── Given data

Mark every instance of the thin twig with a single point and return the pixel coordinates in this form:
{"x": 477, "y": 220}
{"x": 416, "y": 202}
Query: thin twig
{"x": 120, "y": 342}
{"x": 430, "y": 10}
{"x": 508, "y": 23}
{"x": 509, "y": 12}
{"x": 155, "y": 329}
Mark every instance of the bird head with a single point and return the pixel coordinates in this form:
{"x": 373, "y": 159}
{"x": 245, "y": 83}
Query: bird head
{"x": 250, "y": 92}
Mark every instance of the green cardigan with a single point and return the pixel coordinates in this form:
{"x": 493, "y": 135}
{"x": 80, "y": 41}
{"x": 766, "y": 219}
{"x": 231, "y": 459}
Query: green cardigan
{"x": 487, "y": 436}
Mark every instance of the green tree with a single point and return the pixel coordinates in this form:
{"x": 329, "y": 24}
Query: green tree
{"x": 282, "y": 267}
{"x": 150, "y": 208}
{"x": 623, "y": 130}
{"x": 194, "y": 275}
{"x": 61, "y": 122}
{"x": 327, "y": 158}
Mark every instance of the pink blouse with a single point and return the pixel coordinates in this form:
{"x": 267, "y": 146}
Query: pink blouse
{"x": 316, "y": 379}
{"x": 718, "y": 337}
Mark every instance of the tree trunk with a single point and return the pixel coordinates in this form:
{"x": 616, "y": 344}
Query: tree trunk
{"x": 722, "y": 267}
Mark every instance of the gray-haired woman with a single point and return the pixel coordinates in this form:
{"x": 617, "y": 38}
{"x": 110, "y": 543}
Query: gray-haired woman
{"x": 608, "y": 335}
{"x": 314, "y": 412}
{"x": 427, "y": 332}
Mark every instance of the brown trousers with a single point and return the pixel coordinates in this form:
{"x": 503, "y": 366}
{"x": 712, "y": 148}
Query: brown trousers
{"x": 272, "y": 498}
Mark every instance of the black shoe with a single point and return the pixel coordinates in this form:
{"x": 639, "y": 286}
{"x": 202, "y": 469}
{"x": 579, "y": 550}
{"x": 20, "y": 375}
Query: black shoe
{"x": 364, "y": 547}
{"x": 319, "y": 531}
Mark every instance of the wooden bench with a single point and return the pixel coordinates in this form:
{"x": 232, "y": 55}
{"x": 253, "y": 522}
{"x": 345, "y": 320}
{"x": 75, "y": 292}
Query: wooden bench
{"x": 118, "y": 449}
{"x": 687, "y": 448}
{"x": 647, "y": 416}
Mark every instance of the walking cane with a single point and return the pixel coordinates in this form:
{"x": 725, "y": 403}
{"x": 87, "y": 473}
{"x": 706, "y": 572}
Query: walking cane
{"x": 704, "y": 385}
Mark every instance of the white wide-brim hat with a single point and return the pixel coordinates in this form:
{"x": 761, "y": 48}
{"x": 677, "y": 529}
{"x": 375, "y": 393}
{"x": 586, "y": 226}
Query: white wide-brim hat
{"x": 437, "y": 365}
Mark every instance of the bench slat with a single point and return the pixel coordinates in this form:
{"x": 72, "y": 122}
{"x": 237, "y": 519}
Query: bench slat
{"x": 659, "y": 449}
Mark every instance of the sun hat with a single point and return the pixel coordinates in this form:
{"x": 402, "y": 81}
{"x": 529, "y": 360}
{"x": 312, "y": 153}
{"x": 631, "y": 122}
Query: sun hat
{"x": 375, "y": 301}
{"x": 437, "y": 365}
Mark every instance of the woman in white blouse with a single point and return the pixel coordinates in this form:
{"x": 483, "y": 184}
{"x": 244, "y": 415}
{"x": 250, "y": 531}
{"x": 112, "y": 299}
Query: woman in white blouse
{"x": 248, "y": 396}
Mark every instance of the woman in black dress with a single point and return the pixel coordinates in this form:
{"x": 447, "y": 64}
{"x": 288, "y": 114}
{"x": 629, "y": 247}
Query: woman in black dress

────

## Brief
Every line of the data above that includes "dress" should be listed.

## Solution
Mark every instance of the woman in black dress with a single point and return the pixel coordinates in this form:
Query: woman in black dress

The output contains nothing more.